■ Dataset rows:
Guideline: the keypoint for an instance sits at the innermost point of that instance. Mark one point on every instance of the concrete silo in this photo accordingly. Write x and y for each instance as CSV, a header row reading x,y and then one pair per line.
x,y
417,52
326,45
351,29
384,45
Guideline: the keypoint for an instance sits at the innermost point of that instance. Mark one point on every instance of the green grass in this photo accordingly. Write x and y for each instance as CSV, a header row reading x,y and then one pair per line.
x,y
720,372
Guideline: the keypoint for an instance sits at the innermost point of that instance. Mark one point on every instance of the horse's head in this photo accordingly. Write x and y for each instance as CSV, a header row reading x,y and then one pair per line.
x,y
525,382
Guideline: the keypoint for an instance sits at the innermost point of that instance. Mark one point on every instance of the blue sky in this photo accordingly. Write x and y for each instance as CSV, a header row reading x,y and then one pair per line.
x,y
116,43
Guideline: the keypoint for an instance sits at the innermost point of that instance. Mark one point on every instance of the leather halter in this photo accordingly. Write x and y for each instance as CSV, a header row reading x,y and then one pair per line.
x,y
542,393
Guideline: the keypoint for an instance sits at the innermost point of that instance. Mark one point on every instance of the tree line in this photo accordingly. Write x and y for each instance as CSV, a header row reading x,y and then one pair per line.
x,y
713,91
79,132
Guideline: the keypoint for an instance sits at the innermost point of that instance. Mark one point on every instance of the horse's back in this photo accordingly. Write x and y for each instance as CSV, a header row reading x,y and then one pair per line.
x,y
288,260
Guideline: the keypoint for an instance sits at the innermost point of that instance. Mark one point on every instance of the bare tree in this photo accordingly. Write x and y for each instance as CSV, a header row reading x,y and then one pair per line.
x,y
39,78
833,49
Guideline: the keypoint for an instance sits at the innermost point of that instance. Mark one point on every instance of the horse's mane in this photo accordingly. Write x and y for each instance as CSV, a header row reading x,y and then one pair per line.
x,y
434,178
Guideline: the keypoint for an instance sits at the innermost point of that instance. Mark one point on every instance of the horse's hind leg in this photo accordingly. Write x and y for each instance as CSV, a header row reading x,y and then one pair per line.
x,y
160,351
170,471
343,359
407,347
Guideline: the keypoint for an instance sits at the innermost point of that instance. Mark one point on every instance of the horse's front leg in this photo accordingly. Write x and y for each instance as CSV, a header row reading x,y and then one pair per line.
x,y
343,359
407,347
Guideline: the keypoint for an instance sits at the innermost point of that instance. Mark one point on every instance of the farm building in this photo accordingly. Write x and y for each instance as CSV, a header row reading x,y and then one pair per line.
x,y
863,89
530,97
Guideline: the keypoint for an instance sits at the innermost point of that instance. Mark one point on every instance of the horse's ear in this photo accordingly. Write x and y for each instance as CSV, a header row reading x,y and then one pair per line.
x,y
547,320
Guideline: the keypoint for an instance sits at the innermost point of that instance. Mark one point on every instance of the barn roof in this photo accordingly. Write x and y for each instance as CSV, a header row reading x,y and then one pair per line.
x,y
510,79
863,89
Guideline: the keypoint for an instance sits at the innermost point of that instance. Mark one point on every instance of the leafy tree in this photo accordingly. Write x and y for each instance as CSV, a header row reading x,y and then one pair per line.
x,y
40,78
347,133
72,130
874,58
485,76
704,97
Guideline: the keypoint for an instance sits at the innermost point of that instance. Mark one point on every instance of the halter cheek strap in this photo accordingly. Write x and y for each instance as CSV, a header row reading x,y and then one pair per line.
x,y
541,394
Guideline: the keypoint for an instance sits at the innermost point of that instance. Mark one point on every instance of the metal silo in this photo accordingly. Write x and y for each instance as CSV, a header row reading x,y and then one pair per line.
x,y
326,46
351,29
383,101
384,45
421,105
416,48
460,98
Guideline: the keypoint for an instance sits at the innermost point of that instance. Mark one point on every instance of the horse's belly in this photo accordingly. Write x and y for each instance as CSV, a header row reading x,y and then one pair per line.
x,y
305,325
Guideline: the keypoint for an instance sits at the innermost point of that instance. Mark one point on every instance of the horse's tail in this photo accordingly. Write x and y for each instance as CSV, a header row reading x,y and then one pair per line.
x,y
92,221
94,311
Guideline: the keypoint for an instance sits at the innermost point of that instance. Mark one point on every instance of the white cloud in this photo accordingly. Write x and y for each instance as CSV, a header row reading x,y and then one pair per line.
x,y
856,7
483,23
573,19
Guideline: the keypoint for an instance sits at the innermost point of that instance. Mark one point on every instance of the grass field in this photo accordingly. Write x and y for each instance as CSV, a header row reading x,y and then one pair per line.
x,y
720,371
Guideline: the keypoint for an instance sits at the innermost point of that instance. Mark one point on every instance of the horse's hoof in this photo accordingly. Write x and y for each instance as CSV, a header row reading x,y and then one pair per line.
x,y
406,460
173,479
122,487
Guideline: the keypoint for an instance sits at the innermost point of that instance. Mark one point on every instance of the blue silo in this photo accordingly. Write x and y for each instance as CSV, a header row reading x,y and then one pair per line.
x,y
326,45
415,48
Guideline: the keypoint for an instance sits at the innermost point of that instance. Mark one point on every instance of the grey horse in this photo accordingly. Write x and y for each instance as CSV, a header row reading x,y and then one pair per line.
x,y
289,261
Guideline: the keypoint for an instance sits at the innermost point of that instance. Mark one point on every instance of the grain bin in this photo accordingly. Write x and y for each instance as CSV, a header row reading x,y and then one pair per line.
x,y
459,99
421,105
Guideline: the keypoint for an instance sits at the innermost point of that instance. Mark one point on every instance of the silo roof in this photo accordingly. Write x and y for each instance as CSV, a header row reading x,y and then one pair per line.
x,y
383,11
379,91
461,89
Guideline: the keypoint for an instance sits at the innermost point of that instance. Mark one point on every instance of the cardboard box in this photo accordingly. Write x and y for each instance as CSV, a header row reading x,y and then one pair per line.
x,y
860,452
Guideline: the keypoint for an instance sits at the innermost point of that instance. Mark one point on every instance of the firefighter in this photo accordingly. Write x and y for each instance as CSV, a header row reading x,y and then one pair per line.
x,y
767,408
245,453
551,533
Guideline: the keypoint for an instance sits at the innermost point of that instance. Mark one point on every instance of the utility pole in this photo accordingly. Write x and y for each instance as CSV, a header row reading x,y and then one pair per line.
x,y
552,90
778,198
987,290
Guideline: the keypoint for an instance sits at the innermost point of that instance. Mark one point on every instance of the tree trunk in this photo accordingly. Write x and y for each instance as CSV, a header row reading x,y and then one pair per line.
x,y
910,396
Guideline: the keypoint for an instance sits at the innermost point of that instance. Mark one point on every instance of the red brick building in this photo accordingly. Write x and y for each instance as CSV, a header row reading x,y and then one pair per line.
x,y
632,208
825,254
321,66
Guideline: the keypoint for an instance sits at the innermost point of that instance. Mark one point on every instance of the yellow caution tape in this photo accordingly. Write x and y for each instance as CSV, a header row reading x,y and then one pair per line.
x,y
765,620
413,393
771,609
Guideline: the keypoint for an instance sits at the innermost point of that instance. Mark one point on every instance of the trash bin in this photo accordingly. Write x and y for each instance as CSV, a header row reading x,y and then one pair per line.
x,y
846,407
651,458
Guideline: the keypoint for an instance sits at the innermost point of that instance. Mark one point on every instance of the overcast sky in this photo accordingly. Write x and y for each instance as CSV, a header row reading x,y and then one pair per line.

■ Task statement: Return every one of the items above without changing a word.

■ Answer below:
Guideline: the keypoint for an instance sits at the innermost point of that instance. Mark one point on every instance of the concrete silo in this photo accordingly. Write x and y for each instance as CSV, a header row reading x,y and then one pair per line.
x,y
417,52
326,45
351,29
384,45
Guideline: the keypoint for an instance sits at the innermost point of that instance. Mark one point on every instance of the green grass in this photo accordingly. Write x and y for each instance as CSV, a header row reading x,y and then one pair per line.
x,y
720,372
Guideline: the keypoint for an instance sits at the innermost point of that instance. Mark one point on every instance of the horse's head in this photo accordingly. Write x and y for each instance as CSV, a header row reading x,y and then one pair per line.
x,y
525,382
Guideline: the keypoint for an instance sits at the innermost point of that instance. Mark one point on every instance of the blue sky in this photo accordingly. Write x and y for each instance as CSV, a header row reading x,y and then one pair per line.
x,y
116,43
Guideline: the keypoint for an instance sits at the innermost point of that instance. Mark one point on every instance of the leather halter in this photo accordingly. Write x and y for each instance as CSV, a header row reading x,y and then one pair per line.
x,y
542,393
Guideline: the keypoint for an instance sits at the innermost point of that instance. Mark one point on every instance of the tree line in this photo accordingly. Write x and y for each instance as CSV, a header row reading x,y and then one pair per line.
x,y
713,91
79,132
Guideline: the keypoint for an instance sits at the innermost point of that instance. Mark one point on every instance of the horse's back in this photo accordingly. Write x and y for each instance as CSV, a header row reading x,y and then one pair per line.
x,y
288,260
Guideline: the keypoint for an instance sits at the innermost point of that instance. Mark one point on every instance of the bare tree in this photo accordingly. Write x and y for each instance as CSV, a header row reading x,y and then one pair per line.
x,y
39,78
833,49
Guideline: the keypoint for an instance sits at the innermost point of that instance. Mark one point on every instance of the horse's mane in this photo accordingly. Write x and y for each instance as CSV, a header row reading x,y and then one pair per line.
x,y
434,178
Guideline: the keypoint for an instance sits at the innermost point of that instance. Mark one point on every instance of the horse's hind leg in this photo accordingly. Write x and y for each instance as CSV, a header row reading x,y and then one pair per line.
x,y
160,351
170,471
343,359
407,347
Guideline: the keypoint for an instance sits at the innermost point of that instance. Mark one point on every instance of the horse's front leg in this photo accordingly. Write x and y for each instance as CSV, a header row reading x,y and then one pair per line.
x,y
343,359
407,347
Guideline: the keypoint for an instance sits at the innermost point of that instance. Mark one point on every instance of the farm building in this photo accordingly. Write x and y for each instance as CSV, a header row reading x,y and then one pair per line.
x,y
863,89
530,97
Guideline: the keypoint for an instance sits at the innermost point of that instance. Mark one point on every instance of the horse's ear in this photo accordingly. Write x and y for each instance as CSV, a header row reading x,y and then one pair per line.
x,y
547,320
Guideline: the keypoint for an instance sits at the innermost point of that instance. Mark one point on every instance of the barn roof in this photo accordingly. Write x and y for each instance as CSV, a header row reading x,y and then one pair per line.
x,y
510,79
863,89
Guideline: the keypoint for an instance sits at the innermost point of that instance. Mark one point on every instance of the leafy tree in this photo accordingly. Write x and y for each instance as CSV, a header row reading x,y and then one pair per line.
x,y
40,78
347,133
72,130
874,58
485,76
704,97
Guideline: the keypoint for an instance sits at the innermost point of that instance. Mark one point on every instance of the halter cheek strap in this photo accordingly. Write x and y for each instance as CSV, a header row reading x,y and then one pair per line.
x,y
541,394
Guideline: the keypoint for an instance sits at the innermost point of that instance. Mark one point on every instance of the metal silo in this photo accordingly. Write x and y for each instance as CSV, a header row reading x,y and then one pair per line.
x,y
326,46
351,29
383,101
384,45
421,105
416,48
460,98
Guideline: the keypoint for an instance sits at the innermost point of that instance. Mark one point on every instance of the horse's belly in this photo accordingly. Write x and y for each instance as CSV, a header row reading x,y and then one pair per line.
x,y
305,325
Guideline: the keypoint for an instance sits at the innermost point of that instance. Mark one point on every instance of the horse's tail in this photo accordingly. Write x and y for each instance as CSV, a header row reading x,y and then one pair per line.
x,y
92,221
94,311
Guideline: the keypoint for an instance sits at the innermost point of that instance. Mark one point on every instance of the white cloud in this photo accordingly. Write x and y for each instance as CSV, a header row reading x,y and then one pair per line.
x,y
856,7
483,23
573,19
Guideline: the keypoint for an instance sits at the innermost point of that instance. Mark one point on every instance of the grass field in this photo accordingly. Write x and y for each instance as CSV, a header row reading x,y and then one pair per line.
x,y
720,371
Guideline: the keypoint for an instance sits at the innermost point of that instance. Mark one point on every instance of the horse's hoof in this photo accordingly. Write x and y for each instance as CSV, a header row reading x,y and then one pair per line.
x,y
406,460
173,479
122,487
Guideline: the keypoint for an instance sits at the innermost point of that instance. Mark one point on every instance of the blue silo in this photo accordingly. Write x and y for each instance as CSV, a header row reading x,y and then one pair per line.
x,y
326,45
415,48
Guideline: the keypoint for an instance sits at the innermost point of that instance. Mark one point on every instance of the grey horse in this photo accordingly. Write x and y for each instance as CSV, a header row reading x,y and then one pair per line.
x,y
289,261
Guideline: the keypoint for an instance sits at the innermost point of that instance. Mark one point on every instance of the grain bin in this photo accordingly. Write x and y for each instance as CSV, a header row reading x,y and then one pair per line.
x,y
459,99
421,105
Guideline: the keypoint for an instance sits at the innermost point of that instance. Mark one point on every instance of the silo roof in this photo accordingly. Write x and y for each instance as CSV, a header row reading x,y and then one pair per line.
x,y
383,11
379,91
461,89
Guideline: the keypoint for an instance sits at the innermost point of that instance. Mark one point on every instance of the cardboard box in this photo accordingly. Write x and y for each instance as CSV, a header row reading x,y and then one pair per line.
x,y
860,452
Guideline: the keypoint for an instance sits at the innermost point of that instance. Mark one point on every instance of the firefighter in this photo accordingly. Write x and y for each instance as CSV, a header row reading x,y and then one pair per line.
x,y
767,408
245,453
551,533
Guideline: the keypoint for an instance sits at the innermost point of that instance. Mark one point on every instance of the utility pole in this photo accordingly. Write x and y for each instance as CSV, a header row reading x,y and then one pair per line.
x,y
552,90
778,198
987,290
Guideline: the keypoint for an instance sits at the innermost point of that instance. Mark one point on every instance of the tree trunk in this photo accordingly. Write x and y for each instance as CSV, a header row reading x,y and then one pair per line.
x,y
910,396
Guideline: the keypoint for an instance sits at the innermost point of that instance. Mark one point on every instance of the red brick building in this photo accordingly. Write x and y for each instance as CSV, a header row reading x,y and then one pair per line.
x,y
632,208
825,254
321,66
Guideline: the keypoint for an instance sits at the innermost point of that instance. Mark one point on every instance of the yellow caution tape in this photo accordingly. Write x and y for each instance as CSV, a header row reading x,y and then one pair per line.
x,y
765,620
413,393
771,609
Guideline: the keypoint for an instance sits at the innermost point of that instance. Mark one point on every instance of the trash bin in this photo accordingly. Write x and y for each instance as CSV, a header row reading x,y and then one pair per line.
x,y
846,407
651,458
Guideline: the keypoint for an instance sits at the innermost point of that instance. Mark one point on every instance of the overcast sky in this photo accordingly. Write x and y for each instance as CSV, a header row reading x,y and then one pair per line.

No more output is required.